## BEGIN RECORDS PROVIDED

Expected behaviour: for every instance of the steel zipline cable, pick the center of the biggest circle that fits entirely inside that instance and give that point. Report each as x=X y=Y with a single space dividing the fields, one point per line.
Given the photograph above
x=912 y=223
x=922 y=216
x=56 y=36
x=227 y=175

## END RECORDS PROVIDED

• **TASK STATEMENT**
Rewrite all the lines, putting "metal guide wire" wherever "steel zipline cable" appears and leaving everything else the same.

• **RESULT FOR THIS TASK**
Expected behaviour: for every instance of the metal guide wire, pick the center of the biggest circle that fits entirely inside that instance and give that point. Report each as x=X y=Y with a single space dividing the fields, one point per line.
Given the photograph above
x=912 y=223
x=922 y=216
x=56 y=36
x=227 y=175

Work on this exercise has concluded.